===== Entries supplied =====

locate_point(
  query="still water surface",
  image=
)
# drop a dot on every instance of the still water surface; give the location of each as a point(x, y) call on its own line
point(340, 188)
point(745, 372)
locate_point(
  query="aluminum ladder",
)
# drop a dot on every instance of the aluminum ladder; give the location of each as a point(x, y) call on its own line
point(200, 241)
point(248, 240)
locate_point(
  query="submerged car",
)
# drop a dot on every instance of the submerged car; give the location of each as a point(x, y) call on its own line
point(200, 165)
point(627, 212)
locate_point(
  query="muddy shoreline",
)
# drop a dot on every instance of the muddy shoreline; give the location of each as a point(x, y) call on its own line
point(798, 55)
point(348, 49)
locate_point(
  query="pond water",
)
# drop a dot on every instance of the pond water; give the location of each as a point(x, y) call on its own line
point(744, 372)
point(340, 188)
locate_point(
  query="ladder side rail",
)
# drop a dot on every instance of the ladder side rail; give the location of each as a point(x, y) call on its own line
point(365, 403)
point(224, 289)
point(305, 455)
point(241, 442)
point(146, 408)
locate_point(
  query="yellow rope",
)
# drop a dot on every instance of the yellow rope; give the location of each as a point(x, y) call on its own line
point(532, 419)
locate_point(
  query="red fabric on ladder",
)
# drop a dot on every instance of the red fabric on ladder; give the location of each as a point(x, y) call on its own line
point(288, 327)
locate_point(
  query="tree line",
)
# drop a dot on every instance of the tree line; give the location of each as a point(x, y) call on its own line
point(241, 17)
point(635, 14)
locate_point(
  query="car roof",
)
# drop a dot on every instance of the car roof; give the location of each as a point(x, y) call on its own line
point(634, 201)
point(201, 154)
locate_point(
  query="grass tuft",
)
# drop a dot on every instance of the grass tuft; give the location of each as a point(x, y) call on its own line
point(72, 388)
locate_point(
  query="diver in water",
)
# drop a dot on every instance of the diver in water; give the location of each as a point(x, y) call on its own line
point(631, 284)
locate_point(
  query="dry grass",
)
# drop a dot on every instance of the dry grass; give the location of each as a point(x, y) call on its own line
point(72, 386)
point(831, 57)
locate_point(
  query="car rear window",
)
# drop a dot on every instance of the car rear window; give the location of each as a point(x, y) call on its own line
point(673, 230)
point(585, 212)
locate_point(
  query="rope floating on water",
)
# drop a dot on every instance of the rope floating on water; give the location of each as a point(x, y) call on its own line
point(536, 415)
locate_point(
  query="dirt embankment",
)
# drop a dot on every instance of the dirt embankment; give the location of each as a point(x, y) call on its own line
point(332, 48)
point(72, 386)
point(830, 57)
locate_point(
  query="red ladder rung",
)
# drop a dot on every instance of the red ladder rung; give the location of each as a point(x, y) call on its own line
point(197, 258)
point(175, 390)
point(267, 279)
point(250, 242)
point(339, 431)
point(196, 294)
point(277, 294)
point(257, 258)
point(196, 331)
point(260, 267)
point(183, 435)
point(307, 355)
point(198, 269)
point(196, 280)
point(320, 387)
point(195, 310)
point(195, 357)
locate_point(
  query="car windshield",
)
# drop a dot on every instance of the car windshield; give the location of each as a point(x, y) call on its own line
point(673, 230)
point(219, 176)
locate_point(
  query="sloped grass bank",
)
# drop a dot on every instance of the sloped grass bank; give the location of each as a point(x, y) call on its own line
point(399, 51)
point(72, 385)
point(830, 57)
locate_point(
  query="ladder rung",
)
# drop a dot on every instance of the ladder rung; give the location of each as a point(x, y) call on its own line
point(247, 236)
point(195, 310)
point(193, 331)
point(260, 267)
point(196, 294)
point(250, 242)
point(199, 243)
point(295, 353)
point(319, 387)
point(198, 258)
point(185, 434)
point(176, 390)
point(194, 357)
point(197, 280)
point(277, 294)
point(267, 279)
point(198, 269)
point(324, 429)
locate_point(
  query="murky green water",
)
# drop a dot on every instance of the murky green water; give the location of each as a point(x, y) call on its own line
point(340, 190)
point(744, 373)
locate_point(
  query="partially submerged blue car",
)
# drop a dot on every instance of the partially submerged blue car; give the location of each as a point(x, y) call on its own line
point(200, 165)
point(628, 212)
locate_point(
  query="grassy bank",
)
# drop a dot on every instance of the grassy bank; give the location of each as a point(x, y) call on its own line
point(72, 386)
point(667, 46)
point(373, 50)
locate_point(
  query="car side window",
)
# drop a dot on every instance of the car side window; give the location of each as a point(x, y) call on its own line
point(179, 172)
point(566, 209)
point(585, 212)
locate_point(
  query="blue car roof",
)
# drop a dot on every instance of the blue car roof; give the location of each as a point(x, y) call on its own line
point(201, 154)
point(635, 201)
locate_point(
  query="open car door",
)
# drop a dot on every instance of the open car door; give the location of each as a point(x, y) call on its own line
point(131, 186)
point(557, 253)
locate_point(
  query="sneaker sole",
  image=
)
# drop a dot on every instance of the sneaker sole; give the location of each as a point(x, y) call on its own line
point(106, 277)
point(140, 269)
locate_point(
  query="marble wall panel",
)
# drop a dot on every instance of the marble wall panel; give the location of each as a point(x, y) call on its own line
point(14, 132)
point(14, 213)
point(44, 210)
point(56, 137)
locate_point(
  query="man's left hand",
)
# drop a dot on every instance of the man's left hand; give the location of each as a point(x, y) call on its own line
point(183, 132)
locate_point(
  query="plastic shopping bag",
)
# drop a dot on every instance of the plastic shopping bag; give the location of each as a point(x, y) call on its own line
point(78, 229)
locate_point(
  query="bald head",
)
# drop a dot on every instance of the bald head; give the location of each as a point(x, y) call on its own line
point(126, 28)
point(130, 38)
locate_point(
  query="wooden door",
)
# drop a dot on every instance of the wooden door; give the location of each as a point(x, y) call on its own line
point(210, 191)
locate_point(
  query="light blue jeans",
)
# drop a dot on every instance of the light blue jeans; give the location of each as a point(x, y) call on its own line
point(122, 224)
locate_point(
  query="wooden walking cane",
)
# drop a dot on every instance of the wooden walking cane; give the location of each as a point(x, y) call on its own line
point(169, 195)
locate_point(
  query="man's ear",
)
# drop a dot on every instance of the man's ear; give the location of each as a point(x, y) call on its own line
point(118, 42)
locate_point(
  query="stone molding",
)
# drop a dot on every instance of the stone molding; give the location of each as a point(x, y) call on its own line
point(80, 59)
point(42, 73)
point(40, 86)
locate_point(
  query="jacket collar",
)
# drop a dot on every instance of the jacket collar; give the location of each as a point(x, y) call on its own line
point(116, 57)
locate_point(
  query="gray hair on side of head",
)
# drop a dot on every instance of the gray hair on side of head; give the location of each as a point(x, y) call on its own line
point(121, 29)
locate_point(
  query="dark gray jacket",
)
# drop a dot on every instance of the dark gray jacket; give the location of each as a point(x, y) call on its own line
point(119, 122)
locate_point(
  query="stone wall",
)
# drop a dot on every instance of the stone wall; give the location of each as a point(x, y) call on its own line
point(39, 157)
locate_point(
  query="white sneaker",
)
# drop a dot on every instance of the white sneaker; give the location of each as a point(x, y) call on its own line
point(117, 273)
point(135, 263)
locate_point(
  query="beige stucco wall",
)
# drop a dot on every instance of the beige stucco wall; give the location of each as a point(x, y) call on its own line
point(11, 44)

=====

Goal
All of the entries above should be written out again exactly.

Answer
locate_point(
  query="still water surface",
  image=
)
# drop a dot on every instance of the still water surface; give the location of each as a point(x, y) call on its own line
point(340, 188)
point(745, 372)
locate_point(
  query="aluminum ladder",
)
# drop a dot on every instance of the aluminum ladder; give the location of each as a point(x, y) call on its own line
point(200, 241)
point(248, 240)
locate_point(
  query="submerged car",
)
# drop a dot on every instance of the submerged car; give the location of each as a point(x, y) call on its own line
point(200, 165)
point(627, 212)
locate_point(
  query="muddy shoreline",
)
# drop a dot on every instance of the muddy shoreline; give the location of each as a point(x, y) call on its own line
point(798, 55)
point(348, 49)
locate_point(
  query="pond water",
)
# drop a dot on every instance of the pond water; give the location of each as a point(x, y) call on its own line
point(744, 372)
point(340, 188)
locate_point(
  query="ladder side rail",
)
# drop a dot on every instance of the ladder side rail; give the location of each as a point(x, y) call on its own line
point(365, 403)
point(224, 289)
point(305, 455)
point(241, 442)
point(146, 408)
locate_point(
  query="yellow rope",
)
# drop a dot on every instance of the yellow rope; give the location of each as a point(x, y) call on its own line
point(532, 419)
locate_point(
  query="red fabric on ladder",
)
# drop a dot on every instance of the red fabric on ladder; give the location of each as a point(x, y) call on its own line
point(288, 327)
locate_point(
  query="tree line",
)
# drop a dot on every instance of the tree line; give the location of each as a point(x, y) call on its own line
point(241, 17)
point(635, 14)
locate_point(
  query="car roof",
)
# drop a dot on every instance of the car roof; give the location of each as a point(x, y) call on its own line
point(634, 201)
point(201, 154)
locate_point(
  query="grass tuft",
)
# drop a dot on every instance of the grass tuft; give the location of each as a point(x, y) call on its own line
point(72, 388)
locate_point(
  query="diver in water",
)
# drop a dot on every instance of the diver in water; give the location of each as a point(x, y) call on its own line
point(631, 284)
locate_point(
  query="dry grass",
)
# drop a dot on every instance of the dry grass; give the location of each as a point(x, y) call on its own line
point(72, 386)
point(831, 57)
locate_point(
  query="car rear window",
)
# drop a dot on every instance of the car rear window; give the location of each as a point(x, y) call on its own line
point(673, 230)
point(585, 212)
locate_point(
  query="rope floating on water",
)
# drop a dot on every instance of the rope floating on water; give the location of each as a point(x, y) call on its own line
point(536, 415)
locate_point(
  query="dirt embankment",
)
# drop a dot on every instance of the dirt embankment; give the location of each as a point(x, y) call on its own line
point(332, 48)
point(72, 386)
point(830, 57)
locate_point(
  query="red ladder rung",
)
# drop a dot on every instance of the red ladder rung; give the location of each as a point(x, y) call on its own line
point(197, 258)
point(175, 390)
point(267, 279)
point(250, 242)
point(339, 431)
point(196, 294)
point(277, 294)
point(257, 258)
point(196, 331)
point(260, 267)
point(183, 435)
point(307, 355)
point(198, 269)
point(196, 280)
point(320, 387)
point(195, 310)
point(195, 357)
locate_point(
  query="car windshield",
)
# drop a dot on every instance of the car windshield; give the location of each as a point(x, y) call on its own line
point(673, 230)
point(219, 176)
locate_point(
  query="sloped grass bank",
)
# drop a dot on every instance of the sloped grass bank; give the location of each as a point(x, y) call on its own line
point(399, 51)
point(72, 385)
point(830, 57)
locate_point(
  query="ladder rung",
)
# drop a dot on every instance of the ladder rung; give the location of each as a point(x, y) call on its own line
point(247, 236)
point(195, 310)
point(193, 331)
point(260, 267)
point(196, 294)
point(250, 242)
point(199, 243)
point(295, 353)
point(319, 387)
point(198, 258)
point(185, 434)
point(176, 390)
point(194, 357)
point(197, 280)
point(277, 294)
point(267, 279)
point(198, 269)
point(324, 429)
locate_point(
  query="murky green water",
)
# drop a dot on every instance of the murky green water; give the location of each as a point(x, y) call on its own line
point(340, 190)
point(744, 373)
locate_point(
  query="partially submerged blue car",
)
# drop a dot on every instance of the partially submerged blue car; give the location of each as a point(x, y) call on its own line
point(200, 165)
point(628, 212)
locate_point(
  query="grassy bank",
)
# drop a dot on every instance of the grassy bank; give the location of each as a point(x, y) call on its own line
point(72, 386)
point(667, 46)
point(373, 50)
locate_point(
  query="car side window",
)
# drop a dot on every instance of the car side window; give the location of each as a point(x, y) call on its own line
point(179, 172)
point(566, 209)
point(585, 212)
locate_point(
  query="blue car roof",
)
# drop a dot on every instance of the blue car roof; give the location of each as a point(x, y) call on its own line
point(201, 154)
point(635, 201)
locate_point(
  query="open car door",
)
# drop a dot on every instance of the open car door; give the location of each as a point(x, y) call on its own line
point(131, 186)
point(557, 253)
locate_point(
  query="sneaker sole",
  image=
)
# drop a dot on every instance of the sneaker sole; give the location of each as a point(x, y) call on its own line
point(106, 277)
point(140, 269)
locate_point(
  query="marble wall panel",
)
# drop a dot on every instance of the marble wall panel; give the location of each as a point(x, y) call on its own line
point(14, 132)
point(14, 213)
point(44, 210)
point(56, 137)
locate_point(
  query="man's left hand",
)
# drop a dot on every instance of the man's left hand; give the location of each as a point(x, y) call on its own line
point(183, 132)
locate_point(
  query="plastic shopping bag",
)
# drop a dot on every instance of the plastic shopping bag; give the location of each as a point(x, y) call on its own line
point(78, 229)
locate_point(
  query="bald head",
)
# drop a dot on every instance of the bald head; give the location of each as a point(x, y) call on its own line
point(126, 28)
point(130, 38)
locate_point(
  query="wooden door",
)
# drop a dot on every instance of the wooden door; give the location of each as a point(x, y) call on its own line
point(210, 191)
locate_point(
  query="light blue jeans",
)
# drop a dot on every instance of the light blue jeans; give the location of each as a point(x, y) call on its own line
point(122, 224)
locate_point(
  query="wooden walking cane",
)
# drop a dot on every instance of the wooden walking cane; give the location of each as a point(x, y) call on its own line
point(169, 195)
locate_point(
  query="man's ear",
)
# drop a dot on every instance of the man's ear; give the location of each as a point(x, y) call on its own line
point(118, 42)
locate_point(
  query="stone molding",
)
# drop a dot on every instance of the stone molding; give the location of each as a point(x, y) call on its own line
point(80, 59)
point(42, 73)
point(40, 86)
locate_point(
  query="jacket collar",
)
# drop a dot on every instance of the jacket collar; give the location of each as a point(x, y) call on its own line
point(116, 57)
locate_point(
  query="gray hair on side of head",
)
# drop a dot on every instance of the gray hair on side of head; give the location of each as a point(x, y) call on its own line
point(121, 29)
locate_point(
  query="dark gray jacket",
)
# drop a dot on every instance of the dark gray jacket; give the location of each as a point(x, y) call on its own line
point(119, 122)
locate_point(
  query="stone wall",
)
# drop a dot on every instance of the stone wall; give the location of each as a point(x, y) call on its own line
point(39, 157)
locate_point(
  query="white sneaker",
)
# drop a dot on every instance of the white sneaker; give the location of each as a point(x, y) call on its own line
point(117, 273)
point(135, 263)
locate_point(
  query="beige stucco wall",
)
# drop a dot on every instance of the beige stucco wall; give the location of each as a point(x, y) call on its own line
point(11, 44)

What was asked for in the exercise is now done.